# LIST OF TASKS:
**A.** In the passage about the word "the," copy the text starting at "In the United States we" and ending at "the hospital to get my gall bladder removed.".
**B.** List every sentence that the passage about the word "the" presents as what a speaker says in the United States or in England about going to hospital.
**C.** Pick up the passage about the word "the" after its last sentence and continue it.

# TEXT BLOCK:

Well... maybe not but it is a minor deal. The word 'the' is not quite used the same way in England as it is in the United States of America. Or, more precisely, I should say that there is a context in which we Americans feel the need for 'the' and the British do not.

In the United States we say: I am going to the hospital.

In England one says: I am going to hospital. Specifically omitting the the word. I'll come back to this difference a little later.

Now then, without looking at a dictionary, how would you define the word the?

Its not easy, is it?

Well, if I may---one way we might think of it is as a kind of presentation word, something offered up "for your consideration," if you will. The specifies the place to where I am going, in the case of "hospital," for example.

In the United States I would say: I am going to the hospital to get my gall bladder removed.

In England one says: I am going to hospital (specifically omitting the 'the') to get my gall bladder removed.

Again, one wonders why it is, that in England, one does not feel the need to preface the word hospital with the "presentation" word 'the.'


There is another way that we used the word 'the.'

Suppose I introduce you to a friend of mine called John Harper.

You say: Do you mean The (perhaps the 'the' is conceptually capitalized; but it is pronounced 'thee') John Harper?

In this instance you clearly mean to indicate that if this is 'thee' John Harper you are thinking about and hope it is, he is to be distinguished from all other, rather run-of-the-mill John Harpers of the world. This particular John Harper is famous and/or important; or, at least this particular John Harper has particular significance for you personally.

But to return to our hospital example, so far, a couple of weird questions occur to me: 1) Should we, in the United States of America, be saying---I am going to 'thee' hospital to get my gall bladder removed.---in order to distinguish it from.... what?; 2) Why is it, that in the United States, we feel the need to preface "hospital" with the presentation word the, as if to say "for your consideration," whereas in the UK, they do not feel the need to offer up the "hospital" "for your consideration"?

Stay with me.

Items from a data source:
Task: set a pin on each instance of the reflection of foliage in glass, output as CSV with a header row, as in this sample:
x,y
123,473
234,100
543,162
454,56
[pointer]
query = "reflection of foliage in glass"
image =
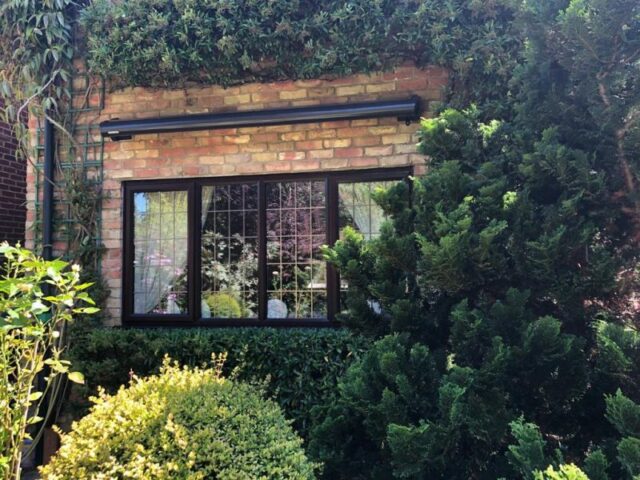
x,y
230,266
161,231
224,305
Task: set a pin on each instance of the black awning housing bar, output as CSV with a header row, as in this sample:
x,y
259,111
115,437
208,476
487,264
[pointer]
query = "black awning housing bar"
x,y
405,110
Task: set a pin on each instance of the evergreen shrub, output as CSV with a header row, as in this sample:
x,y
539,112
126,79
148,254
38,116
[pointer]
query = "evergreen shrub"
x,y
505,282
185,423
301,367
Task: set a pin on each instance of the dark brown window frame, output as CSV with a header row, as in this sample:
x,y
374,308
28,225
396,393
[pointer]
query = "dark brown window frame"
x,y
193,187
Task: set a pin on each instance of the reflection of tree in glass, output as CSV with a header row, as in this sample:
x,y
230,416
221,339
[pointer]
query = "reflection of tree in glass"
x,y
160,240
296,228
230,265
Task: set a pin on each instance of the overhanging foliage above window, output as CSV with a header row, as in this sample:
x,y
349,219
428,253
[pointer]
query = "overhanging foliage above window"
x,y
170,43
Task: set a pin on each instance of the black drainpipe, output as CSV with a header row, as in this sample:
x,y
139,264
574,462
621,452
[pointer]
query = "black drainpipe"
x,y
47,244
47,197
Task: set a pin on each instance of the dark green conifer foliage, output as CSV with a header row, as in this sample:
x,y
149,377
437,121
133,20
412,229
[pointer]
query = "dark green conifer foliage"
x,y
506,274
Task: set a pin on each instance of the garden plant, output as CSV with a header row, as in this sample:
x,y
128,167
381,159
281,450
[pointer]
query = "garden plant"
x,y
506,280
499,306
37,299
184,423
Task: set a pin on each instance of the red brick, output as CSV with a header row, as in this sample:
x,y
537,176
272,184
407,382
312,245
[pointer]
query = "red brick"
x,y
348,152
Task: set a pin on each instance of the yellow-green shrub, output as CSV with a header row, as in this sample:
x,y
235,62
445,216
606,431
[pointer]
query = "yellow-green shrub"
x,y
185,423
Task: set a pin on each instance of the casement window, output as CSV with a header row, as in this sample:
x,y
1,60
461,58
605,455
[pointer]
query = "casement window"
x,y
242,250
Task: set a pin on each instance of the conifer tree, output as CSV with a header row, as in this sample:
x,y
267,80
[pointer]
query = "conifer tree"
x,y
506,275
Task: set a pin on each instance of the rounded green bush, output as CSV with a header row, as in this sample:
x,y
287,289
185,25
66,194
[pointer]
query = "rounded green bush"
x,y
224,305
181,424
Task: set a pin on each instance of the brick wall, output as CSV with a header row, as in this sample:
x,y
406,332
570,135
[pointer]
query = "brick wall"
x,y
12,188
343,145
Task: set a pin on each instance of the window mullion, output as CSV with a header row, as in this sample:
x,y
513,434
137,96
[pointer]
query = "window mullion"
x,y
262,251
332,237
195,217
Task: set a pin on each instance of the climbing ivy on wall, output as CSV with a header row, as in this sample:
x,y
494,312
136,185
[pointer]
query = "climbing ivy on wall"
x,y
37,50
169,43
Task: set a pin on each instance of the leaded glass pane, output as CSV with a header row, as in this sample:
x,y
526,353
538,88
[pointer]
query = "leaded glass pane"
x,y
229,253
296,228
160,252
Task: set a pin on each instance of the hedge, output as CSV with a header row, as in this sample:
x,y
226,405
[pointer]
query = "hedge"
x,y
186,423
301,367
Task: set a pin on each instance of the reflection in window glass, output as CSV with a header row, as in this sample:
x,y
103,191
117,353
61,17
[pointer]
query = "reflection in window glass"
x,y
357,208
296,229
229,251
160,252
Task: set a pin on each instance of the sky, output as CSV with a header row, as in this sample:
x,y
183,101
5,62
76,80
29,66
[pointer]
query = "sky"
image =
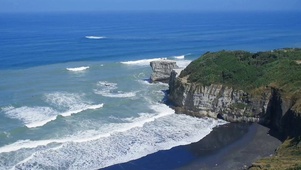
x,y
135,5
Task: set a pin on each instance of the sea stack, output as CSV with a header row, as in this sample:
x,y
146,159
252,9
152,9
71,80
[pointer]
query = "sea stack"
x,y
162,70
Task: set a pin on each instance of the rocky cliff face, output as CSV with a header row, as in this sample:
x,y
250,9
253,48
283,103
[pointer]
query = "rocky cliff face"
x,y
268,107
162,69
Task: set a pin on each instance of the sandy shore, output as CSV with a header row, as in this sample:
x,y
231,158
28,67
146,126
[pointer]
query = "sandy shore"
x,y
231,146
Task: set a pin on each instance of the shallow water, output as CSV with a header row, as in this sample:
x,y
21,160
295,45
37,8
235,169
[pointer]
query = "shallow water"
x,y
74,87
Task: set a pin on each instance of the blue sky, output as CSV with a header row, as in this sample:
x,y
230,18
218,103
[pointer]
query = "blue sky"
x,y
121,5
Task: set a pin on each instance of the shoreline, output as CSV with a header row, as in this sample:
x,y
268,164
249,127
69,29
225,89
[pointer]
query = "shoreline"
x,y
230,146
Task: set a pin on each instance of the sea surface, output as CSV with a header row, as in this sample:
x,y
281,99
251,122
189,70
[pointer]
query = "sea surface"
x,y
75,90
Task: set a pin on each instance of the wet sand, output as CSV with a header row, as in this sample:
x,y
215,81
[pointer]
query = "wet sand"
x,y
230,146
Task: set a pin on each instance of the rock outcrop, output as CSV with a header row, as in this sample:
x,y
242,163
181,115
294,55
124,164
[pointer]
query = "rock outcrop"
x,y
218,101
161,70
269,107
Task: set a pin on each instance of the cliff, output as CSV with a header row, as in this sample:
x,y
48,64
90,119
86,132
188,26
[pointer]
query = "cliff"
x,y
241,86
162,69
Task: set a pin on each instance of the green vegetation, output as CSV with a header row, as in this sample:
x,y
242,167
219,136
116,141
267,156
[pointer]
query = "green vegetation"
x,y
248,71
253,73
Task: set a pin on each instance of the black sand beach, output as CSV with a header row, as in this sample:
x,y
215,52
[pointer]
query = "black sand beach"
x,y
231,146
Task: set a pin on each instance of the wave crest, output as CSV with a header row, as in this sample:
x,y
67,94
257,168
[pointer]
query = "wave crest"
x,y
93,37
83,68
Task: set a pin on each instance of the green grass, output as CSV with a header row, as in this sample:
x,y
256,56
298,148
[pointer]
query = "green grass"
x,y
248,71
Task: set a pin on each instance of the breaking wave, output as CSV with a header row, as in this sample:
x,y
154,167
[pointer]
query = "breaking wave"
x,y
65,104
143,62
95,37
108,89
112,144
78,68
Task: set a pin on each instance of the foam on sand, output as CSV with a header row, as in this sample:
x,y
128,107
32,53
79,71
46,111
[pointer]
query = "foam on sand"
x,y
93,37
142,136
75,69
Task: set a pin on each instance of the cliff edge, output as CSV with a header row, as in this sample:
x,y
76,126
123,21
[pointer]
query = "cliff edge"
x,y
240,86
161,70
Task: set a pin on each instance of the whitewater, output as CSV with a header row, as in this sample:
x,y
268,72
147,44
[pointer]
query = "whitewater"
x,y
86,119
75,90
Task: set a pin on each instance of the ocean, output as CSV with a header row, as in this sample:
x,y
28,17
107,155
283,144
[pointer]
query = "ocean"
x,y
75,90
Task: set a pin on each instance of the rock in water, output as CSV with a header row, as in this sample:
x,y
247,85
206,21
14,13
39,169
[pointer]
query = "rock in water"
x,y
161,70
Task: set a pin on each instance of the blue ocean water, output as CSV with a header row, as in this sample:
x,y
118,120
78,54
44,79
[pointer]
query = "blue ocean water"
x,y
74,92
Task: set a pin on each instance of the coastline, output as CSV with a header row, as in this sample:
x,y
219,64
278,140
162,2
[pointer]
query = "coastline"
x,y
230,146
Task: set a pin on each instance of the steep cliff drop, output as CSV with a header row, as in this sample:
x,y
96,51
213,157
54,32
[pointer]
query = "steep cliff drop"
x,y
239,86
161,70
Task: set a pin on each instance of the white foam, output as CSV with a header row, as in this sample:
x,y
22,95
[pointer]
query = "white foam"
x,y
107,89
95,37
76,69
161,110
179,57
124,145
113,143
183,63
32,116
143,62
41,115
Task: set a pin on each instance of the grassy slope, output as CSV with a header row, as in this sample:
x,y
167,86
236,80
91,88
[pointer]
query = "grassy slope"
x,y
248,71
280,69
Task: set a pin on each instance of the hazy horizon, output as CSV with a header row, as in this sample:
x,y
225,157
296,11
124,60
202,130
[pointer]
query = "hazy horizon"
x,y
15,6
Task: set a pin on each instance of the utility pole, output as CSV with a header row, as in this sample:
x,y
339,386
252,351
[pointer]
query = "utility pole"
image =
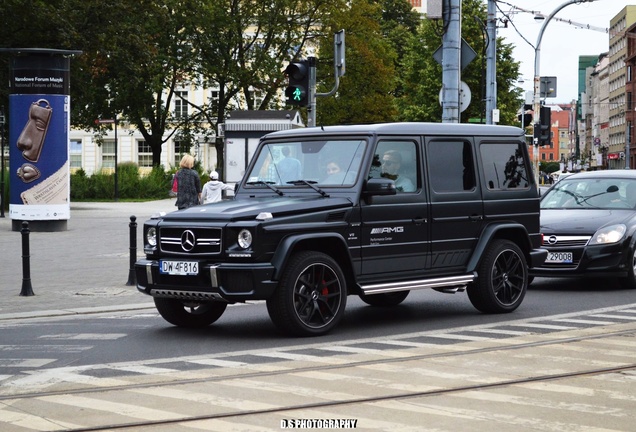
x,y
491,63
451,59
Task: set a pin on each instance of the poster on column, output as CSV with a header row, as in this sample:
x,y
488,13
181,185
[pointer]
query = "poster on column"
x,y
39,105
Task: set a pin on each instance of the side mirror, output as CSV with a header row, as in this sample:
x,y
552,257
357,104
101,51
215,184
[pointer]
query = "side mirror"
x,y
379,187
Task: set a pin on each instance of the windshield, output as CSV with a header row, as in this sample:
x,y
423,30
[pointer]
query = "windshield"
x,y
592,193
321,163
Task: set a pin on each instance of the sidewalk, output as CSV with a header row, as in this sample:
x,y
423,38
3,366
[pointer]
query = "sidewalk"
x,y
82,269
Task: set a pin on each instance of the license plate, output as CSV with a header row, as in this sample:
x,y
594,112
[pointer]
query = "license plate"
x,y
179,268
559,257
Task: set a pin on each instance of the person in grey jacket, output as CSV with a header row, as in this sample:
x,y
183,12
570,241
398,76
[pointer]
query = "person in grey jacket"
x,y
212,189
188,184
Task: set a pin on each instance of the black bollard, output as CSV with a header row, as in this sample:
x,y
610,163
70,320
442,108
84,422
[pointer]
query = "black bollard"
x,y
27,290
132,279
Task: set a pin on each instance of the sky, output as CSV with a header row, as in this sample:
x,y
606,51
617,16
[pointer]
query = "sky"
x,y
562,43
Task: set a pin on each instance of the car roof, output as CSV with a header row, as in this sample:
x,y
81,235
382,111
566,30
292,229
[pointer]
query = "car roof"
x,y
405,128
617,173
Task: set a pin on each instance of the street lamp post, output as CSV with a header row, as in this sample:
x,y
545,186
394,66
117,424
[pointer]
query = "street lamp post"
x,y
537,81
2,121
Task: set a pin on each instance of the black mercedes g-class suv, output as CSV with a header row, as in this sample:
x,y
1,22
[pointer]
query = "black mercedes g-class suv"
x,y
369,210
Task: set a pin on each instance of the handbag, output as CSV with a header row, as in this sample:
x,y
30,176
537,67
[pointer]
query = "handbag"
x,y
175,185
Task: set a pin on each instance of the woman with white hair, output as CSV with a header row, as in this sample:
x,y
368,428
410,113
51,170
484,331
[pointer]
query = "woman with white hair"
x,y
212,189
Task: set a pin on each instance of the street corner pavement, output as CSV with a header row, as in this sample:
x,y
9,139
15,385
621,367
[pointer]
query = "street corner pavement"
x,y
83,269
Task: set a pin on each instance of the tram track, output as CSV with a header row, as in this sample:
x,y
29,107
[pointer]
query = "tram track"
x,y
295,372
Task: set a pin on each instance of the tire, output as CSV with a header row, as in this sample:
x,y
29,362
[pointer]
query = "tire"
x,y
629,282
385,299
189,314
311,297
502,279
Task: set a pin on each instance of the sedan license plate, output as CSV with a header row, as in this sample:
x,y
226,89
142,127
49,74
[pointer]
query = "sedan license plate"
x,y
559,257
179,268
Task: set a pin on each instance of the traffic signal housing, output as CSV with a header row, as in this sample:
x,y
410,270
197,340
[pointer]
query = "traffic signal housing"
x,y
542,130
297,91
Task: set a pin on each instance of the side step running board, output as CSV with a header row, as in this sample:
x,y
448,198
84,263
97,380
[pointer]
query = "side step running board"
x,y
442,282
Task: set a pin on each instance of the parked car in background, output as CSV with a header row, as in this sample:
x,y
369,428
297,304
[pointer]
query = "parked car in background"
x,y
588,221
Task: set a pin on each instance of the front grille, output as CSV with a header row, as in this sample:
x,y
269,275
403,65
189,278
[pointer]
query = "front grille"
x,y
560,241
190,241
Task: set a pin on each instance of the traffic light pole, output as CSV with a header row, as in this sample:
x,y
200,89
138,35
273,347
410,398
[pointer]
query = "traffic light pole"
x,y
537,85
311,107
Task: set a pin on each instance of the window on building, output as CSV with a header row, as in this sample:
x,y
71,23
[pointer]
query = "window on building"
x,y
75,154
180,104
144,154
108,154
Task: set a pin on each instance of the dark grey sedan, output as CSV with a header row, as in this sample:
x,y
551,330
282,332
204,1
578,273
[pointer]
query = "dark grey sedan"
x,y
588,223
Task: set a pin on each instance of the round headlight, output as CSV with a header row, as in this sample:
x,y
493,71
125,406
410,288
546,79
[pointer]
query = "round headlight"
x,y
609,234
151,236
245,239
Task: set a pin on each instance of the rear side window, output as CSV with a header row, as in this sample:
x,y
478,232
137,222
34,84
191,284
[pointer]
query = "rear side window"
x,y
451,166
505,166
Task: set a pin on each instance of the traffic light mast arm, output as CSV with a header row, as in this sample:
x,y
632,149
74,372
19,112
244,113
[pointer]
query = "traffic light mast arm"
x,y
338,62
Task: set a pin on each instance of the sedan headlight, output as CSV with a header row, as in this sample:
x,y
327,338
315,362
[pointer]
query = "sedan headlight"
x,y
245,238
608,234
151,236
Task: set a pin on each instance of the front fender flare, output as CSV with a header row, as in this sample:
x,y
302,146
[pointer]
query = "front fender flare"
x,y
289,244
513,231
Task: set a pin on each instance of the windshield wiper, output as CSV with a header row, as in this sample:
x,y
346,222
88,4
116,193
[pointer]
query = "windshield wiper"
x,y
610,189
311,184
268,184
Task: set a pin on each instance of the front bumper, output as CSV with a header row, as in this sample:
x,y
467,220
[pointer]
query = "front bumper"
x,y
597,260
214,282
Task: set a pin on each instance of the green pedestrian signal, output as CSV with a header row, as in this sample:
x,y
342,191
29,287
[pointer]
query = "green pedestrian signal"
x,y
298,94
297,90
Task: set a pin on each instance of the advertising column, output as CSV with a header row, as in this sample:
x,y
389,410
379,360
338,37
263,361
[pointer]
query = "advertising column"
x,y
39,106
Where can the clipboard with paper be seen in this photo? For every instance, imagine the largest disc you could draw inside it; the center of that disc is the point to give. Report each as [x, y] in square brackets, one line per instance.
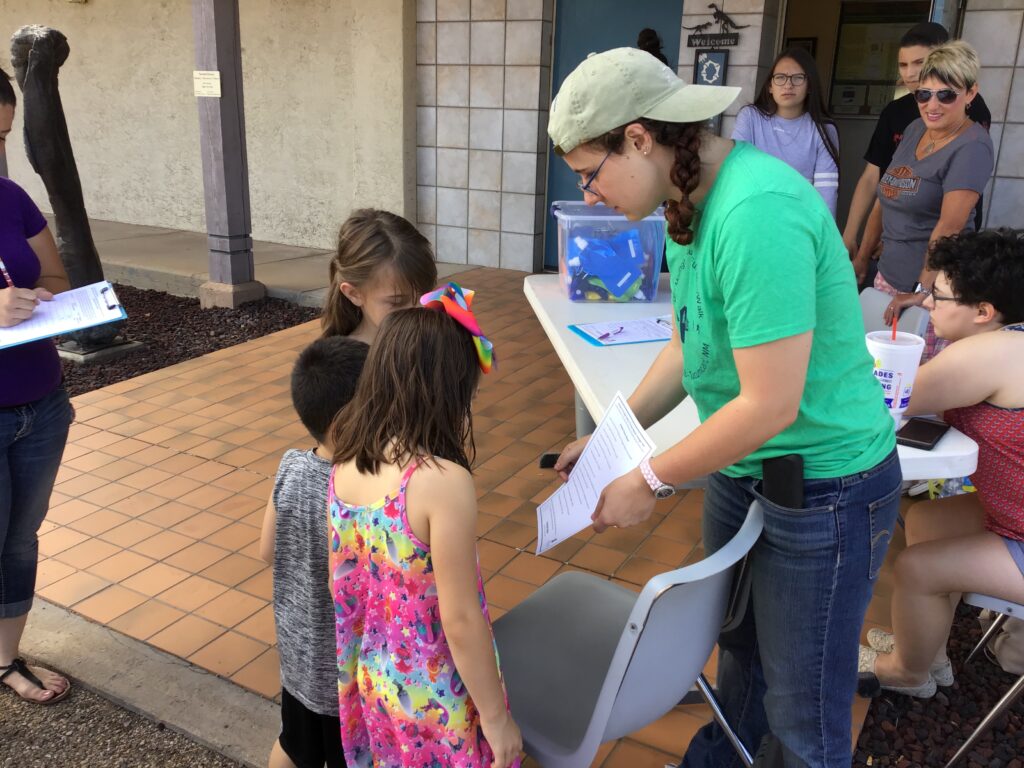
[87, 306]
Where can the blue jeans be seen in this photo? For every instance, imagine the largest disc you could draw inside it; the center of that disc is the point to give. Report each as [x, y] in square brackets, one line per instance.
[791, 668]
[32, 441]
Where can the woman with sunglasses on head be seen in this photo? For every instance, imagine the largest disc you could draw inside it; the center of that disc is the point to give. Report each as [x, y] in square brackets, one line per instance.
[971, 542]
[775, 367]
[933, 183]
[788, 120]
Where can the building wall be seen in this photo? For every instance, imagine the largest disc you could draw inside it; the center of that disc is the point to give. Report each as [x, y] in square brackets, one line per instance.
[329, 98]
[994, 28]
[483, 72]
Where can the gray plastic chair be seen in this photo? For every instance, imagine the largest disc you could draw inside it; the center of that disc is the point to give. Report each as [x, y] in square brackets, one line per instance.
[586, 660]
[872, 307]
[1006, 609]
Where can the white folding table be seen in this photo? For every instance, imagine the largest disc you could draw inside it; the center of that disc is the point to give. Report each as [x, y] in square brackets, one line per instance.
[598, 373]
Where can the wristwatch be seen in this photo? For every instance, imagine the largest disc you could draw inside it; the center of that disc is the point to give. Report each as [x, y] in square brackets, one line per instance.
[660, 489]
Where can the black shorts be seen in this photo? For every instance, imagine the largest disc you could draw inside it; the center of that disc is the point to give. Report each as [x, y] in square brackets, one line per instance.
[309, 739]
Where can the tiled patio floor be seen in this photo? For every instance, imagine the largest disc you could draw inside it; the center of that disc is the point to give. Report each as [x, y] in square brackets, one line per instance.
[155, 519]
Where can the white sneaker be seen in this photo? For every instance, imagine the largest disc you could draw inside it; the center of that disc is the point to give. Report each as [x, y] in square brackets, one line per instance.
[885, 642]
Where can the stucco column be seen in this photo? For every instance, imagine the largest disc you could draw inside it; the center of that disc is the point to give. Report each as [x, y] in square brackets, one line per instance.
[225, 167]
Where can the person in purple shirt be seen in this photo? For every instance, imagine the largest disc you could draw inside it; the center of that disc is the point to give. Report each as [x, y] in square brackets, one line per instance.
[788, 120]
[35, 416]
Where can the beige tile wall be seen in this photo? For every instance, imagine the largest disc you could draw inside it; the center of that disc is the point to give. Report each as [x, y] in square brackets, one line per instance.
[483, 71]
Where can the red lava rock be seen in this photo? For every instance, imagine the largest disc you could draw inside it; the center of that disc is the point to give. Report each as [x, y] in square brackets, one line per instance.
[175, 329]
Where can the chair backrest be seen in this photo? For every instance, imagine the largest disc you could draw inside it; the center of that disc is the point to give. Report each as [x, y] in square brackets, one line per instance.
[669, 637]
[872, 307]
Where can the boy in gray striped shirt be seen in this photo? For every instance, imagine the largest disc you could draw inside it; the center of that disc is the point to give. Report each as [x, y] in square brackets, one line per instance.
[295, 542]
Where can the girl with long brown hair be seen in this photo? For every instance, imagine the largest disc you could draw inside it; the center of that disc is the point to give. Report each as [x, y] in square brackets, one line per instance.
[418, 676]
[769, 343]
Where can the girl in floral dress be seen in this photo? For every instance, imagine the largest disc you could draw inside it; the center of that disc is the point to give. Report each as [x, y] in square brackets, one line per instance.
[418, 677]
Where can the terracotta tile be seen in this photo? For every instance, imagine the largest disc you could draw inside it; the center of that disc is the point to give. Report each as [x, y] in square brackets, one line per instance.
[87, 553]
[512, 534]
[204, 497]
[109, 604]
[261, 675]
[507, 593]
[80, 485]
[118, 469]
[138, 504]
[529, 568]
[227, 653]
[185, 636]
[599, 559]
[73, 588]
[201, 525]
[50, 570]
[57, 541]
[130, 534]
[163, 544]
[235, 537]
[146, 620]
[192, 593]
[169, 514]
[237, 480]
[233, 569]
[156, 579]
[197, 557]
[145, 477]
[260, 626]
[125, 448]
[90, 461]
[230, 608]
[239, 506]
[260, 585]
[174, 487]
[70, 511]
[119, 566]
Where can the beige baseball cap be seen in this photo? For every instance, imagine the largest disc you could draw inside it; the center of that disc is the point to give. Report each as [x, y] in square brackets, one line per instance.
[611, 88]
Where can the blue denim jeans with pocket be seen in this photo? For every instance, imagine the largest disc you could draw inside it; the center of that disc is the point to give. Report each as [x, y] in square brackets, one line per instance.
[32, 441]
[791, 667]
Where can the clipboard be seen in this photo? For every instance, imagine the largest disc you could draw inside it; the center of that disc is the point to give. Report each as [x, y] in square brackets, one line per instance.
[79, 308]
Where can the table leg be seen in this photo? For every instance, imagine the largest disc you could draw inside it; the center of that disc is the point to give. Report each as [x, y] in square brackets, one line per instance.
[585, 422]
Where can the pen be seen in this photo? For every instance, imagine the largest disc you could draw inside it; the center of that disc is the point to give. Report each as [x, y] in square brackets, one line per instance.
[6, 274]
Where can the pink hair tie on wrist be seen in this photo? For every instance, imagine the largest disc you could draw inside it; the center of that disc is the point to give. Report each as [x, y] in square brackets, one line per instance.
[455, 301]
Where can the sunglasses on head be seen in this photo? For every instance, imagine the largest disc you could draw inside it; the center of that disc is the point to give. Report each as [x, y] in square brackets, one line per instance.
[945, 95]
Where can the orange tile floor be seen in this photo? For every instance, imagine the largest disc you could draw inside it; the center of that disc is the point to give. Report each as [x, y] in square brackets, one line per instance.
[155, 520]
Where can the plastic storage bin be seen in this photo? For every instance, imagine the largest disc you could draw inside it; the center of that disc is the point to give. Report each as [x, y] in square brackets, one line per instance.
[602, 256]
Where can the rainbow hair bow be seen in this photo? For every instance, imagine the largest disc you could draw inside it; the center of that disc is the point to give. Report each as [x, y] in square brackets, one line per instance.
[455, 301]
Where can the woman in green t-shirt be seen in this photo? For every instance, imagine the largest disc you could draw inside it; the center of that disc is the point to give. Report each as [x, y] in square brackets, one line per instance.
[768, 341]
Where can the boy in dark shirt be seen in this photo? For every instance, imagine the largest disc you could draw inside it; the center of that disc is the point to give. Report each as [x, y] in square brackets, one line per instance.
[897, 115]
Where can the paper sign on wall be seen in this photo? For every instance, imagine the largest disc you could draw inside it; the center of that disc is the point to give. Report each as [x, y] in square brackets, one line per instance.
[206, 83]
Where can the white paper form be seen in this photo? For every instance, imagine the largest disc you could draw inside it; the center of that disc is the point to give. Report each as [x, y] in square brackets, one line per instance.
[608, 334]
[71, 310]
[617, 445]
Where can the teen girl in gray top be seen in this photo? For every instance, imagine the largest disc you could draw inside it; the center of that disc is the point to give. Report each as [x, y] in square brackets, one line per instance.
[936, 175]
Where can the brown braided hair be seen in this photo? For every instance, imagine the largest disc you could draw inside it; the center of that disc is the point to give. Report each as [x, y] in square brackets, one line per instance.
[685, 140]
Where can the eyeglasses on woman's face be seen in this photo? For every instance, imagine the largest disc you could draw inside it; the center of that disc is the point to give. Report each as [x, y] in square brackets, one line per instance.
[945, 95]
[585, 186]
[780, 78]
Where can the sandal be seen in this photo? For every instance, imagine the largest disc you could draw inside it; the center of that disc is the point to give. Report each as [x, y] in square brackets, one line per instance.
[22, 669]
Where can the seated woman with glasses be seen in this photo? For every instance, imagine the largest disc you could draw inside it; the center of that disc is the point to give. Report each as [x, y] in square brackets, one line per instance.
[972, 542]
[933, 183]
[788, 120]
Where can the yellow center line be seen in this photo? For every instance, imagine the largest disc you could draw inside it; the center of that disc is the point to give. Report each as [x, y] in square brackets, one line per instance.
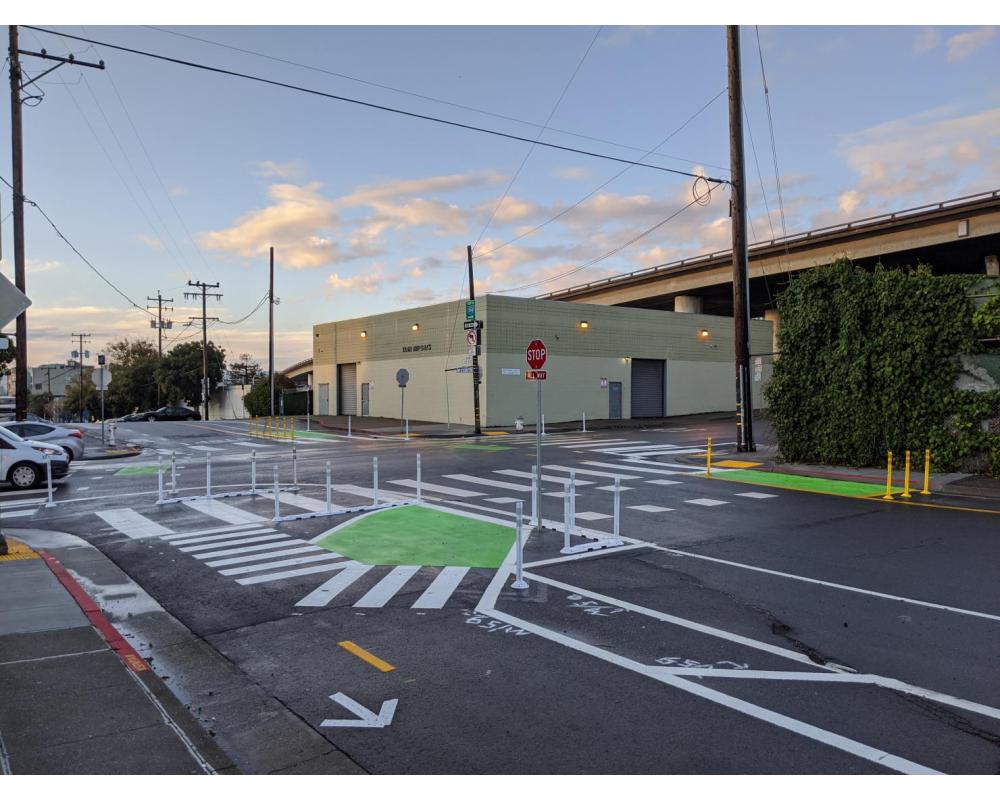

# SOLVED PROBLEMS:
**A.**
In the United States we say: I am going to the hospital.

In England one says: I am going to hospital. Specifically omitting the the word. I'll come back to this difference a little later.

Now then, without looking at a dictionary, how would you define the word the?

Its not easy, is it?

Well, if I may---one way we might think of it is as a kind of presentation word, something offered up "for your consideration," if you will. The specifies the place to where I am going, in the case of "hospital," for example.

In the United States I would say: I am going to the hospital to get my gall bladder removed.

**B.**
- I am going to the hospital.
- I am going to hospital.
- I am going to the hospital to get my gall bladder removed.
- I am going to hospital (specifically omitting the 'the') to get my gall bladder removed.

**C.**
I---the person writing this---am originally from the state of New Jersey, in the United States of America. New Jersey is off to the northeast corner of the country. It is part of a triumvirate known as the "tri-state area": New York, New Jersey, Connecticut.

In New Jersey, where I'm from, when one says, "I'm going to The City," she means New York City and nowhere else. In this instance the word 'The' from "The City," is meant to indicate the N.Y.C. is the exemplar city, the template city, the city by which all other cities are measured.

New York City is taken to epitomize what city living (and city nightlife) is all about, or should be all about, in one way or another. There is a snappy little jingle about New York City: "the city so nice, they named it twice."

But when we say, "I'm going to the ("thee") hospital to get my gall bladder removed," we are not epitomizing anything. We do not mean to reference a specific, exemplar hospital the way we do when we, in the northeast United States, refer to "The City."

So, again, why do we, in the United States, feel the need to attach the presentation word 'the' to hospital, whereas they do not feel the need to do so in England? (In most other instances, as far as I am aware, we in the United States, and "they" in England, use 'the' in the same ways).

Stay with me.

One says: I am going to the University of Virginia in the fall.

One does not say: I am going to Virginia University in the fall.

One also does not say: I am going to (omitting the 'the') University of Virginia in the fall.

In American English, the presentation word the customarily precedes 'University," in this context.

One says: I am going to Fairleigh Dickinson University in the fall.

One does not say: I am going to the University of Fairleigh Dickinson in the fall.

Fairleigh Dickinson is simply not referred to as "the University of..."

And yet the word University is in the title of both 'the' Virginia and Fairleigh Dickinson institutions of higher learning.

Also one does not customarily say: I am going to the Fairleigh Dickinson University in the fall.

Fairleigh Dickinson is a proper name, and therefore, its own distinction. The only context in which one would use to presentation word 'the' (pronounced "thee" is somewhat sarcastically; or as a genuine means of distinguishing it from the "run-of-the-mill" Fairleigh Dickinsons of the world---but then again, that doesn't make much sense, does it?)

One more time

One says: I am going to Rutgers University in the fall.

One does not say: I am going to the University of Rutgers in the fall.

One also does not say: I am going to the Rutgers University in the fall.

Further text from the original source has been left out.